Wednesday, February 26, 2020

pulled-pork horror

Never again.

Filled with optimism and the eagerness of the inexperienced, I enthusiastically tried making "keto flatbread" from a recipe I had found on YouTube. The result was beyond disgusting. I forced myself to eat all my flatbread, anyway, despite the bread's nauseating taste. Here's a pic of some lovely pulled pork that I desecrated by placing it on the keto flatbread:


The recipe called for blanched, fine-ground almond flour—which I'm okay with—and psyllium-husk fiber, which I associate with Metamucil and the fiber capsules that I ingest every night before going to bed. It was the psyllium that proved to be the problem. I've tried psyllium fiber straight before: years ago, when I was out of US-purchased Metamucil, I went scrounging around some local stores in search of fiber supplements. One store sold a huge, white plastic can of psyllium fiber and, not knowing any better, I bought it. Let me tell you: straight psyllium looks, smells, and tastes like sawdust. It's extremely hard to ingest, and while it produces the desired gastric effects, it's pure torture to use. Not wanting to waste anything, though, I worked my way painfully through that awful can of fiber, then resolved never to go that route again. Since then, I've discovered Metamucil (and its off-brand, copycat knockoffs) at Gwangjang Market in the Jongno district, but what I now use is a product ordered from iHerb: psyllium-fiber capsules that go down easy. Still, despite the capsules and despite the amount of time that's passed since my encounter with the sawdust, that awful taste and smell have been imprinted on my brain forever.

○ ○ ○

### Assignment 1
According to the keto flatbread post, which ingredient proved to be the problem?
### Assignment 2
Pick up the keto flatbread post after its final sentence and keep writing it.
The rows come from a separate source unrelated to the keto flatbread post.

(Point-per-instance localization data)
○ ○ ○

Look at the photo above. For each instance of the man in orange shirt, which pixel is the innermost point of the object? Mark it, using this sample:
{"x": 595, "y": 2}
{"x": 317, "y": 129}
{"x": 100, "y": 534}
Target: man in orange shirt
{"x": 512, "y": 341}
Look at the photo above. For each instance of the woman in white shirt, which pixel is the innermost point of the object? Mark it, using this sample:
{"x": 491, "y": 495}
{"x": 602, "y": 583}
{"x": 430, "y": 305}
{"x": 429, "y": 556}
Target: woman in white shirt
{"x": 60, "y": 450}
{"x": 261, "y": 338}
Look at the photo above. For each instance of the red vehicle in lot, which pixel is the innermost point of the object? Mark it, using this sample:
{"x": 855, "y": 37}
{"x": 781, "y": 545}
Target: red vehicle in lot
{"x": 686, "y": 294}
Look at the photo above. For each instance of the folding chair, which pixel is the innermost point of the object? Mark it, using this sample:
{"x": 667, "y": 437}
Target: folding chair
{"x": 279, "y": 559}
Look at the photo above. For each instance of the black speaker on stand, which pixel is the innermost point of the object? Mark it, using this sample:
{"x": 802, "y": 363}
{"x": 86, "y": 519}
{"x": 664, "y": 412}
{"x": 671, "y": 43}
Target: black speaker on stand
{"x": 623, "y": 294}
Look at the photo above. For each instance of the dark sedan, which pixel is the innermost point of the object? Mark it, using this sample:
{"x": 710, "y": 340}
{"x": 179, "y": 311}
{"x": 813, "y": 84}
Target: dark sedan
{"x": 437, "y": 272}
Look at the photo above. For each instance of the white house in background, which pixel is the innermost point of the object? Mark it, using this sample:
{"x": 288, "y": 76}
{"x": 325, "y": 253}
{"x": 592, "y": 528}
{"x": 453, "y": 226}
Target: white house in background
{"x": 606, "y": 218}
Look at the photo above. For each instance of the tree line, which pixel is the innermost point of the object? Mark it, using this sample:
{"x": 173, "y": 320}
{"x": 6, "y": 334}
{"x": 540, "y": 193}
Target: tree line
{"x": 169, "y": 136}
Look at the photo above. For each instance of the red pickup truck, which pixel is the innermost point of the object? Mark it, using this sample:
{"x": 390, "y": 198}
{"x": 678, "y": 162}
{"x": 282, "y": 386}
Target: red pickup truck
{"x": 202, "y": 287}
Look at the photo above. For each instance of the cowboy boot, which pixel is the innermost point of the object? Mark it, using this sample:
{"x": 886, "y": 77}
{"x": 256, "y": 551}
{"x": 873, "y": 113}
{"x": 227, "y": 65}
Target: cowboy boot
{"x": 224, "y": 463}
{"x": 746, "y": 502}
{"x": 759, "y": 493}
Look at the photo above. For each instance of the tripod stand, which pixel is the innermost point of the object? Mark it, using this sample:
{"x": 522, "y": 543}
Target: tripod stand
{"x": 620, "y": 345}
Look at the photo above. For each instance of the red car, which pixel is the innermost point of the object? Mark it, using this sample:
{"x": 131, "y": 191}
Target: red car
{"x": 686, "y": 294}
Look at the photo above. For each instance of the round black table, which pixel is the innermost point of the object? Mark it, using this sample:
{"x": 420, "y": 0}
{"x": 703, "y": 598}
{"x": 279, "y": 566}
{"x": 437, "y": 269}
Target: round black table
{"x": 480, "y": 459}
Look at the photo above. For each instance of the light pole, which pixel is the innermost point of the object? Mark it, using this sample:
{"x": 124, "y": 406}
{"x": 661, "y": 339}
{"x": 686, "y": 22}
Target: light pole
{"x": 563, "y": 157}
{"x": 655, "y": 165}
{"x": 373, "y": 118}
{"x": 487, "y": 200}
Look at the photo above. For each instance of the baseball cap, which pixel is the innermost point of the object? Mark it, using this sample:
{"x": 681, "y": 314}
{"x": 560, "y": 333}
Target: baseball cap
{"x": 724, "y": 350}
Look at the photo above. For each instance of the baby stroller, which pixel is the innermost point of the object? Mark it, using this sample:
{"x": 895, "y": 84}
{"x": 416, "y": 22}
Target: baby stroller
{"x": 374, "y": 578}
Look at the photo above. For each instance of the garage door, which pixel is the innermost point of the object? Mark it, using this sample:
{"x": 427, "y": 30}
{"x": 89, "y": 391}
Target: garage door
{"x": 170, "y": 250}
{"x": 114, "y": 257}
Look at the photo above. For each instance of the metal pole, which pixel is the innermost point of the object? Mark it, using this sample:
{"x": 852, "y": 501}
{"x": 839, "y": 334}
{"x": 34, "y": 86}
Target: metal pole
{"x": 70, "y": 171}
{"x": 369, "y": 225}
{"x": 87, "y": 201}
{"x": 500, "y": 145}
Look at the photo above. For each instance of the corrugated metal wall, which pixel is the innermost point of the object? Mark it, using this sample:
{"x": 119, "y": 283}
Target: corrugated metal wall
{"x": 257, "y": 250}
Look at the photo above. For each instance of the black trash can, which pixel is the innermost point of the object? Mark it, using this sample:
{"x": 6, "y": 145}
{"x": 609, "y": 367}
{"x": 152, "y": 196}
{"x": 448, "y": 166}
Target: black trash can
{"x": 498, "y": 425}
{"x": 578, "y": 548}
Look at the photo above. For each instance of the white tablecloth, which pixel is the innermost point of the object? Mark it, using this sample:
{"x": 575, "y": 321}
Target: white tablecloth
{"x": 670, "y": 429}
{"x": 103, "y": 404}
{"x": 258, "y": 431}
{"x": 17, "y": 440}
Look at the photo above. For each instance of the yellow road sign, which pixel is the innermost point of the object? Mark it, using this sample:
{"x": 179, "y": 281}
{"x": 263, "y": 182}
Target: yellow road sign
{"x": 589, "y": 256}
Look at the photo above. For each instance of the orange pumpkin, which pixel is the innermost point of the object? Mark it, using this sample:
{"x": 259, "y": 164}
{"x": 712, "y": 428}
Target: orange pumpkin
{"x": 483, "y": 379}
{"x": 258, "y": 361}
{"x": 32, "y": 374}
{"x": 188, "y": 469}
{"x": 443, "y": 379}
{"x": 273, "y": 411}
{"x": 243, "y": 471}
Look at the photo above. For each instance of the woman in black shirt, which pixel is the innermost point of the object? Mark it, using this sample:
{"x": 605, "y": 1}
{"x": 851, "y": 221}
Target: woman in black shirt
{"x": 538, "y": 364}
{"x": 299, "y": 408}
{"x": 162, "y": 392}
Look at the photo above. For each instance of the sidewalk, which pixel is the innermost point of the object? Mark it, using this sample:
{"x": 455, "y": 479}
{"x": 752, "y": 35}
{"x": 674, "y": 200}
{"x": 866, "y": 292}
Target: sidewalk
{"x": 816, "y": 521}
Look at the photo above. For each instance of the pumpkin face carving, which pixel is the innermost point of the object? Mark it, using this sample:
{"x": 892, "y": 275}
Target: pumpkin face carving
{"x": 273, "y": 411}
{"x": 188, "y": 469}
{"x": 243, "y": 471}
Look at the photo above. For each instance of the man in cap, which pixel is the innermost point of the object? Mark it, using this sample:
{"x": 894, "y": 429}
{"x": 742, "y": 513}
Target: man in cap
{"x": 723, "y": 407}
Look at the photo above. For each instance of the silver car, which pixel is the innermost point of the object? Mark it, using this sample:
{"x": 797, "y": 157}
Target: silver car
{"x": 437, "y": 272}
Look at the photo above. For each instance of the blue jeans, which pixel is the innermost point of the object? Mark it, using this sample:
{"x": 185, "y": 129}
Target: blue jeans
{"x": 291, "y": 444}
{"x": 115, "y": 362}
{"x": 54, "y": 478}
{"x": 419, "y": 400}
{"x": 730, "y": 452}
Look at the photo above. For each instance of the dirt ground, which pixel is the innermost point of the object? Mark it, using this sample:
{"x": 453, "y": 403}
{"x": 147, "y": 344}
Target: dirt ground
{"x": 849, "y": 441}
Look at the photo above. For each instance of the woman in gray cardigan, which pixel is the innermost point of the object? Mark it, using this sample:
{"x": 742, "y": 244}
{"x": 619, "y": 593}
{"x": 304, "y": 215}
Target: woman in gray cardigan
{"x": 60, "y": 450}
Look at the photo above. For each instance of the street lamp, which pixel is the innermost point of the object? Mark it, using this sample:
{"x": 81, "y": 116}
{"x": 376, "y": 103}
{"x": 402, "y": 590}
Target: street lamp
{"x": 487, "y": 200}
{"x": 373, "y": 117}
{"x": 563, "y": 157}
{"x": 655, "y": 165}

○ ○ ○

### Written reply 1
The psyllium-husk fiber.

### Written reply 2
Which brings me back to the keto flatbread. As I already noted, the recipe calls for blanched almond flour and psyllium-husk powder: a half-cup of the flour and three tablespoons of the psyllium. Despite the difference in amounts, the psyllium completely takes over the recipe, especially after the addition of baking soda, oil, and water. Psyllium is prized for its ability to absorb huge amounts of water, so when I added a cup of warm water to the flatbread-dough mixture, the psyllium morphed straight from David to Goliath, utterly dominating the recipe and turning the dough into a disgusting gray blob with weird, jelly-like properties. Making dough rounds was easy enough; so was pressing the rounds out into tortilla shapes for pan-frying. The smell of the wet dough was worrisome, though, because it was strongly reminding me of those bygone days when sawdust and I were a thing.

Nevertheless, I forged ahead and pan-fried four flatbreads, eating one of them last night and saving the other three for my pulled-pork wraps today. That initial flatbread wasn't encouraging: the texture of the bread felt wrong, and the smell was extremely off-putting—just like wet sawdust, despite the pan-frying and the half-hearted Maillard reaction (browning). I ate the flatbread with a bit of butter; that made the experience marginally tolerable. But I was already worried about how the rest of the flatbreads would taste at today's lunch.

Upshot: they tasted like the congealed diarrhea of a choleraic dog made of sawdust. I actually felt apologetic to my beautiful pulled pork, which had come into being after an all-night session in my slow-cooker. And I'm not joking about how nauseating the taste of the flatbread was: I genuinely wanted to yack up every bite I took of my pulled-pork wrap.

So I'll end this post as I began it by swearing: never again. Never ever again. I'd rather risk the carbs and go with regular, store-bought tortillas than ever try any keto-flatbread recipe that includes psyllium. Psyllium needs to go from the mouth to the colon without ever stopping to converse with my senses of smell and taste. Psyllium is effectively medicine, not a fucking ingredient in bread. What on earth had I been thinking? What are the keto-heads who write these misbegotten recipes thinking?